Look through the listing for the word "woman". Copy each line that has it.
[Records provided Boundary: Start]
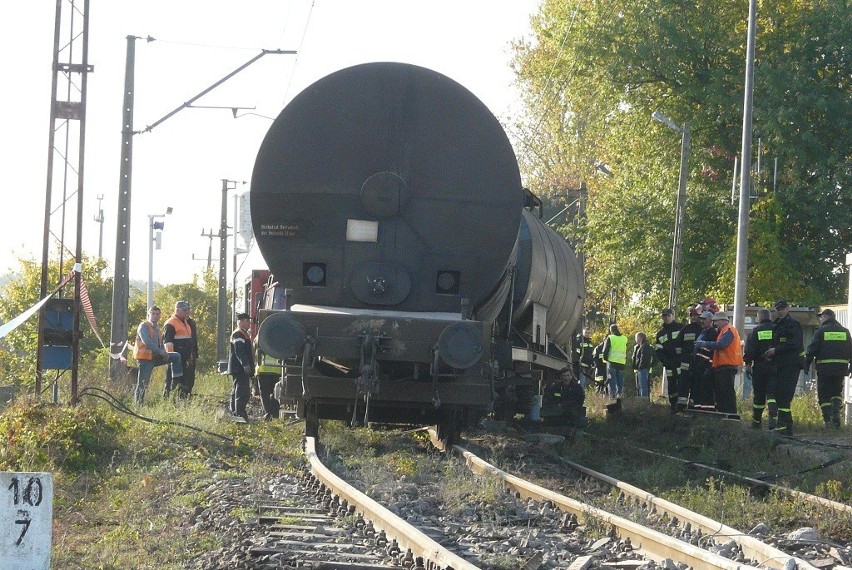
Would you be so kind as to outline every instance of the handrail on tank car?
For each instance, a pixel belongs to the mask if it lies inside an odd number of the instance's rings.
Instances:
[[[541,201],[541,198],[532,193],[529,188],[524,188],[524,208],[528,208],[532,211],[533,208],[538,208],[538,219],[542,219],[544,217],[544,204]]]

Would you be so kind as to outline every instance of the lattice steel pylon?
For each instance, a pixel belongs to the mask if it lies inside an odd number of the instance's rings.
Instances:
[[[66,13],[63,14],[63,12]],[[77,403],[77,369],[80,355],[80,271],[83,262],[86,91],[88,74],[92,71],[94,68],[89,65],[89,0],[56,0],[39,298],[44,299],[58,289],[57,295],[69,301],[63,306],[71,313],[71,330],[70,335],[63,334],[66,318],[59,318],[58,320],[61,321],[59,323],[48,322],[46,313],[52,312],[46,311],[46,306],[39,311],[35,390],[36,395],[40,396],[44,373],[46,370],[52,370],[55,372],[53,399],[57,401],[59,379],[70,371],[71,404]],[[57,158],[59,160],[56,160]],[[66,223],[72,215],[76,219],[76,229],[69,227],[71,224]],[[71,237],[75,239],[73,252],[66,245]],[[56,246],[54,255],[58,255],[59,262],[59,269],[55,276],[50,275],[52,246]],[[68,286],[63,279],[63,273],[65,273],[63,268],[67,265],[66,254],[69,254],[69,258],[70,254],[74,256],[73,297],[68,294],[66,290]],[[62,310],[60,308],[56,311],[60,317],[62,317]],[[55,343],[55,345],[45,346],[46,343]],[[70,349],[70,363],[66,365],[67,351],[52,351],[54,348]],[[50,355],[53,362],[45,362],[46,354]]]

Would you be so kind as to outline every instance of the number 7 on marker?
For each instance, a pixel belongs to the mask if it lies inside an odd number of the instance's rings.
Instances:
[[[27,534],[27,531],[30,529],[30,524],[32,524],[29,511],[19,510],[18,516],[20,518],[15,521],[15,524],[23,525],[24,528],[21,529],[21,536],[19,536],[18,540],[15,541],[15,546],[21,546],[21,541],[24,540],[24,535]]]

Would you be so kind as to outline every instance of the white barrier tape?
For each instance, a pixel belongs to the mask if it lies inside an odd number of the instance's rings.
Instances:
[[[119,344],[121,344],[121,348],[118,350],[118,352],[113,352],[112,349],[115,348],[116,346],[118,346]],[[128,343],[127,341],[124,341],[122,343],[116,342],[116,343],[111,344],[110,345],[110,351],[109,351],[109,357],[112,358],[113,360],[122,360],[123,358],[125,358],[123,356],[124,349],[126,349],[129,344],[130,343]]]
[[[26,311],[24,311],[23,313],[18,315],[17,317],[12,319],[8,323],[4,323],[3,326],[0,326],[0,338],[5,337],[7,334],[9,334],[13,330],[18,328],[22,324],[24,324],[24,322],[27,319],[29,319],[31,316],[36,314],[38,312],[38,310],[41,309],[42,305],[47,303],[47,301],[51,297],[53,297],[53,293],[51,293],[50,295],[48,295],[47,297],[45,297],[44,299],[42,299],[41,301],[39,301],[38,303],[36,303],[32,307],[30,307],[29,309],[27,309]]]

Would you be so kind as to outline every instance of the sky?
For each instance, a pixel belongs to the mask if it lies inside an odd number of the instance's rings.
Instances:
[[[82,7],[82,0],[75,1]],[[64,2],[63,19],[68,22],[71,0]],[[211,242],[202,233],[218,233],[222,180],[236,182],[229,184],[235,187],[228,198],[231,224],[231,196],[248,191],[249,184],[242,182],[251,180],[254,158],[271,118],[302,89],[351,65],[400,61],[449,76],[477,95],[498,118],[508,118],[519,108],[509,68],[511,42],[529,34],[530,17],[538,4],[539,0],[91,0],[89,63],[94,72],[88,75],[87,90],[83,250],[93,256],[98,253],[100,224],[95,217],[100,204],[103,256],[110,271],[114,267],[128,35],[155,38],[150,43],[135,42],[133,128],[137,131],[261,49],[298,52],[266,55],[193,104],[224,109],[182,109],[150,132],[133,137],[130,278],[148,278],[149,216],[172,208],[170,215],[156,218],[165,227],[162,249],[154,251],[153,276],[157,283],[185,283],[206,266]],[[14,2],[5,13],[0,34],[5,72],[0,89],[4,113],[0,274],[17,268],[21,257],[41,259],[42,255],[55,3]],[[82,20],[77,22],[79,27]],[[233,107],[242,108],[236,118]],[[76,134],[71,140],[76,149]],[[56,144],[64,152],[64,134]],[[65,192],[70,196],[76,179],[69,180],[71,187]],[[54,208],[62,201],[63,186],[62,171],[55,170]],[[65,212],[65,243],[73,251],[76,197]],[[51,216],[55,234],[62,233],[61,214],[57,209]],[[237,243],[243,244],[240,238]],[[218,239],[212,246],[213,267],[218,271]],[[229,266],[230,255],[229,251]],[[264,266],[256,245],[237,259],[242,268],[238,281],[251,269]],[[230,280],[230,267],[228,271]]]

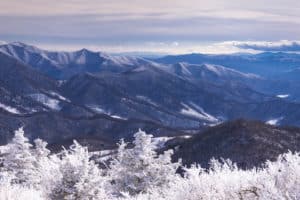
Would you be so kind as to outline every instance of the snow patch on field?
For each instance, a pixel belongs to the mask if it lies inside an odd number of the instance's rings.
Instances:
[[[61,107],[59,106],[59,100],[53,99],[48,97],[45,94],[31,94],[29,95],[31,98],[33,98],[34,100],[44,104],[45,106],[47,106],[48,108],[52,109],[52,110],[60,110]]]
[[[16,108],[4,105],[2,103],[0,103],[0,108],[6,110],[7,112],[13,113],[13,114],[20,114],[20,112]]]

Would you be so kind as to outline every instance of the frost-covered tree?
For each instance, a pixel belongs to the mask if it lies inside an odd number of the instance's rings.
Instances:
[[[287,153],[262,169],[241,170],[231,161],[211,161],[210,169],[198,165],[185,169],[164,190],[128,199],[147,200],[298,200],[300,199],[300,156]]]
[[[29,140],[24,136],[23,127],[15,131],[14,138],[7,145],[1,169],[13,177],[12,182],[30,185],[35,181],[36,158],[32,155],[31,147]]]
[[[118,194],[137,194],[153,187],[163,187],[176,176],[178,163],[171,162],[172,151],[157,155],[152,135],[139,130],[134,135],[133,148],[121,140],[109,176]]]
[[[91,161],[77,142],[51,154],[47,143],[34,147],[23,129],[5,148],[0,173],[0,199],[9,200],[298,200],[300,155],[288,152],[263,168],[239,169],[230,160],[211,160],[210,168],[171,163],[172,152],[158,155],[152,136],[135,134],[133,147],[121,141],[108,169]],[[2,151],[3,152],[3,151]]]
[[[44,195],[51,197],[56,186],[61,183],[62,173],[60,171],[60,158],[47,149],[47,142],[36,139],[34,140],[34,149],[32,154],[36,160],[34,166],[36,168],[36,184],[35,188],[43,191]]]
[[[50,155],[50,150],[47,149],[47,142],[41,139],[34,140],[34,156],[37,160],[46,159]]]
[[[90,160],[86,147],[74,141],[70,150],[64,150],[60,163],[62,180],[53,194],[54,199],[104,199],[106,178]]]
[[[256,185],[261,198],[300,199],[299,153],[288,152],[276,162],[267,161],[258,173]]]

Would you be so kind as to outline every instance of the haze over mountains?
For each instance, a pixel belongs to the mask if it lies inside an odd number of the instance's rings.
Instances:
[[[4,44],[0,142],[21,125],[50,143],[114,142],[138,128],[185,135],[238,118],[300,126],[299,67],[300,55],[286,53],[149,60]]]

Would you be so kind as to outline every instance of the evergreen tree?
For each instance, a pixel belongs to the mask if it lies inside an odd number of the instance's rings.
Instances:
[[[12,176],[13,183],[32,184],[36,176],[35,157],[31,152],[32,145],[24,136],[23,127],[15,131],[15,136],[7,146],[3,160],[3,171]]]
[[[176,176],[179,164],[171,162],[172,151],[157,155],[152,135],[139,130],[133,144],[133,148],[126,148],[127,144],[122,140],[111,163],[109,175],[117,193],[147,192],[152,187],[168,184]]]
[[[62,181],[60,171],[61,160],[57,155],[50,155],[51,151],[47,149],[47,142],[34,140],[35,148],[32,150],[36,160],[36,184],[35,188],[42,190],[47,197],[51,197],[56,190],[56,186]]]
[[[34,156],[37,160],[48,158],[50,150],[47,149],[47,145],[48,143],[41,139],[34,140]]]
[[[101,199],[105,177],[98,166],[90,160],[86,147],[74,141],[70,150],[64,150],[60,163],[62,181],[56,187],[55,199]]]

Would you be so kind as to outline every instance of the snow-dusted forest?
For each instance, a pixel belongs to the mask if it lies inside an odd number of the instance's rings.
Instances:
[[[0,199],[300,199],[298,153],[262,169],[214,159],[208,170],[185,168],[171,162],[172,151],[158,155],[151,135],[138,131],[134,137],[132,148],[121,141],[110,161],[99,163],[76,141],[52,154],[40,139],[31,144],[21,128],[1,147]],[[184,175],[176,173],[179,167]]]

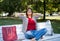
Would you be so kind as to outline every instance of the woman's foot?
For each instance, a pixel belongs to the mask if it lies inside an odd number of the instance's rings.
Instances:
[[[31,41],[36,41],[35,38],[32,38]]]
[[[44,38],[44,37],[41,37],[41,41],[43,41],[43,38]]]
[[[41,39],[43,39],[43,37],[41,37]]]

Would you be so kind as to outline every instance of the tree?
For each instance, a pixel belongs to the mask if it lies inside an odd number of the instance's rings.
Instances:
[[[33,12],[44,14],[44,18],[46,11],[50,14],[60,11],[59,0],[3,0],[0,1],[0,12],[8,12],[8,16],[11,16],[14,12],[25,12],[28,6],[33,9]]]
[[[4,0],[2,3],[0,3],[0,9],[4,12],[8,12],[8,16],[11,16],[13,12],[20,11],[20,4],[20,0]]]

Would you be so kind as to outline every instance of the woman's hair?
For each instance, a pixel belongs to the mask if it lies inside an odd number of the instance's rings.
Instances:
[[[27,17],[27,18],[28,18],[28,14],[27,14],[27,12],[28,12],[29,9],[30,9],[31,12],[32,12],[31,17],[33,16],[33,11],[32,11],[32,9],[31,9],[31,8],[27,8],[27,9],[26,9],[26,17]]]

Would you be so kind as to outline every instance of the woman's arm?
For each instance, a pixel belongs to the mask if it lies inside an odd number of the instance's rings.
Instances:
[[[25,15],[23,13],[19,13],[18,17],[21,18],[21,19],[23,19],[23,18],[25,18]]]
[[[39,17],[42,17],[43,15],[41,13],[35,13],[33,16],[37,19]]]

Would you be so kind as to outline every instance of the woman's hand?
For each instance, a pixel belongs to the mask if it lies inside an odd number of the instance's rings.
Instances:
[[[20,16],[24,16],[25,13],[19,13]]]
[[[39,18],[39,17],[42,17],[43,14],[41,14],[41,13],[34,13],[33,16],[35,16],[35,18]]]
[[[33,16],[43,16],[41,13],[34,13]]]
[[[25,13],[19,13],[18,17],[21,18],[21,19],[24,19],[25,18]]]
[[[24,13],[18,13],[18,17],[24,16]]]

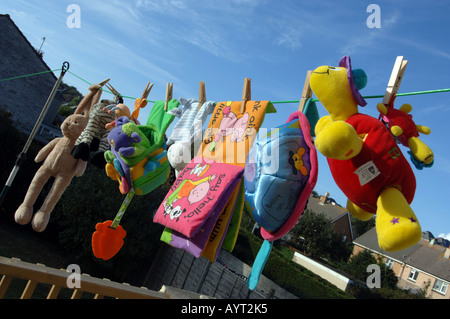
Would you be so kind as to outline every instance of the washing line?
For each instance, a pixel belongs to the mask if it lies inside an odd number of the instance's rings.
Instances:
[[[43,72],[37,72],[37,73],[31,73],[31,74],[25,74],[25,75],[19,75],[19,76],[14,76],[14,77],[10,77],[10,78],[5,78],[5,79],[0,79],[0,82],[4,82],[4,81],[9,81],[9,80],[15,80],[15,79],[20,79],[20,78],[25,78],[25,77],[31,77],[31,76],[36,76],[36,75],[41,75],[41,74],[45,74],[45,73],[50,73],[50,72],[56,72],[56,71],[60,71],[61,69],[55,69],[55,70],[49,70],[49,71],[43,71]],[[82,77],[78,76],[77,74],[73,73],[70,70],[67,70],[67,73],[72,74],[74,77],[78,78],[79,80],[85,82],[86,84],[92,85],[93,83],[90,83],[89,81],[83,79]],[[105,90],[103,88],[100,89],[103,92],[109,93],[114,95],[113,92],[110,92],[108,90]],[[437,89],[437,90],[426,90],[426,91],[417,91],[417,92],[406,92],[406,93],[397,93],[396,96],[412,96],[412,95],[422,95],[422,94],[433,94],[433,93],[444,93],[444,92],[450,92],[450,88],[448,89]],[[131,100],[136,100],[137,98],[132,97],[132,96],[127,96],[127,95],[120,95],[123,98],[127,98],[127,99],[131,99]],[[363,96],[364,99],[379,99],[379,98],[383,98],[384,95],[369,95],[369,96]],[[147,102],[150,103],[156,103],[155,101],[151,101],[151,100],[146,100]],[[318,99],[311,99],[312,102],[320,102]],[[288,104],[288,103],[300,103],[300,100],[287,100],[287,101],[271,101],[272,104]]]
[[[61,71],[61,69],[54,69],[54,70],[49,70],[49,71],[43,71],[43,72],[37,72],[37,73],[31,73],[31,74],[25,74],[25,75],[19,75],[19,76],[13,76],[11,78],[0,79],[0,82],[9,81],[9,80],[15,80],[15,79],[21,79],[21,78],[26,78],[26,77],[29,77],[29,76],[41,75],[41,74],[50,73],[50,72],[56,72],[56,71]]]

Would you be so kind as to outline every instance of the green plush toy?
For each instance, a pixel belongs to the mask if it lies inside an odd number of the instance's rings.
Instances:
[[[338,67],[320,66],[311,75],[314,94],[329,115],[315,128],[316,148],[327,157],[336,184],[348,198],[347,209],[361,220],[376,214],[381,249],[396,251],[417,243],[421,227],[410,207],[414,173],[388,128],[360,114],[367,103],[359,90],[363,70],[352,70],[349,56]]]

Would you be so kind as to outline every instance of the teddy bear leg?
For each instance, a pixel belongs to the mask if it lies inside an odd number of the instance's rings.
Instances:
[[[364,209],[356,206],[352,201],[347,200],[347,209],[356,218],[362,221],[367,221],[371,219],[374,214],[366,212]]]
[[[41,166],[38,169],[30,183],[30,186],[28,187],[23,203],[14,214],[14,220],[16,223],[26,225],[30,222],[31,216],[33,215],[33,205],[50,177],[50,172],[44,167]]]
[[[42,232],[45,230],[53,208],[61,198],[61,195],[66,190],[67,186],[69,186],[71,180],[72,178],[70,176],[55,177],[52,188],[45,198],[42,207],[34,214],[33,220],[31,221],[31,226],[35,231]]]
[[[378,245],[387,251],[408,248],[422,236],[416,215],[395,187],[387,187],[378,197],[376,231]]]

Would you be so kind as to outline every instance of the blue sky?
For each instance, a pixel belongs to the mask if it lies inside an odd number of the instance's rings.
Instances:
[[[380,8],[380,28],[366,23],[372,3]],[[80,28],[67,25],[70,4],[80,8]],[[46,38],[42,50],[51,69],[69,61],[76,75],[91,83],[110,78],[121,94],[131,97],[139,97],[150,81],[154,87],[148,99],[154,101],[164,99],[168,82],[173,82],[175,98],[197,98],[200,81],[206,82],[208,100],[240,100],[245,77],[252,79],[252,99],[299,100],[306,72],[336,66],[344,55],[368,75],[363,96],[384,94],[399,55],[409,62],[400,93],[450,88],[449,12],[445,0],[0,2],[0,13],[9,14],[34,47]],[[87,92],[88,84],[71,74],[64,81]],[[396,107],[410,103],[416,123],[431,128],[423,140],[434,151],[435,164],[414,169],[412,207],[422,230],[450,238],[449,100],[450,92],[398,97]],[[378,117],[381,99],[367,102],[361,112]],[[134,101],[125,99],[125,104],[133,107]],[[275,104],[278,112],[268,115],[264,126],[284,123],[297,107]],[[320,103],[318,108],[326,115]],[[141,111],[141,122],[150,109],[151,104]],[[320,154],[316,191],[329,192],[345,206]]]

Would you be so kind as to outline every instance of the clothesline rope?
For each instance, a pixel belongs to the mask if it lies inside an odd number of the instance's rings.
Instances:
[[[0,82],[20,79],[20,78],[26,78],[26,77],[29,77],[29,76],[41,75],[41,74],[50,73],[50,72],[56,72],[56,71],[61,71],[61,69],[55,69],[55,70],[49,70],[49,71],[43,71],[43,72],[37,72],[37,73],[31,73],[31,74],[25,74],[25,75],[19,75],[19,76],[13,76],[11,78],[0,79]]]
[[[15,77],[10,77],[10,78],[5,78],[5,79],[0,79],[0,82],[4,82],[4,81],[9,81],[9,80],[15,80],[15,79],[20,79],[20,78],[25,78],[25,77],[30,77],[30,76],[36,76],[36,75],[41,75],[41,74],[45,74],[45,73],[50,73],[50,72],[56,72],[56,71],[60,71],[61,69],[54,69],[54,70],[49,70],[49,71],[43,71],[43,72],[37,72],[37,73],[31,73],[31,74],[25,74],[25,75],[19,75],[19,76],[15,76]],[[85,82],[86,84],[92,85],[93,83],[90,83],[89,81],[83,79],[82,77],[76,75],[75,73],[73,73],[72,71],[68,70],[67,72],[69,72],[70,74],[72,74],[73,76],[75,76],[76,78],[78,78],[79,80]],[[103,92],[109,93],[109,94],[113,94],[113,92],[110,92],[108,90],[105,89],[100,89]],[[421,95],[421,94],[433,94],[433,93],[443,93],[443,92],[450,92],[450,88],[449,89],[437,89],[437,90],[426,90],[426,91],[417,91],[417,92],[406,92],[406,93],[397,93],[396,96],[411,96],[411,95]],[[136,100],[137,98],[132,97],[132,96],[126,96],[126,95],[120,95],[122,98],[126,98],[126,99],[131,99],[131,100]],[[369,96],[363,96],[364,99],[379,99],[384,97],[384,95],[369,95]],[[151,101],[151,100],[146,100],[147,102],[150,103],[155,103],[155,101]],[[318,99],[312,99],[311,101],[313,102],[319,102]],[[288,100],[288,101],[271,101],[272,104],[287,104],[287,103],[300,103],[300,100]]]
[Records provided Boundary: End]
● Answer area:
Would you be so kind as to outline every instance of the woman's foot?
Would you be so kind as to outline every instance of the woman's hair?
Would you be so kind as to outline every instance of the woman's arm?
Would you be so kind as to outline every instance of the woman's hand?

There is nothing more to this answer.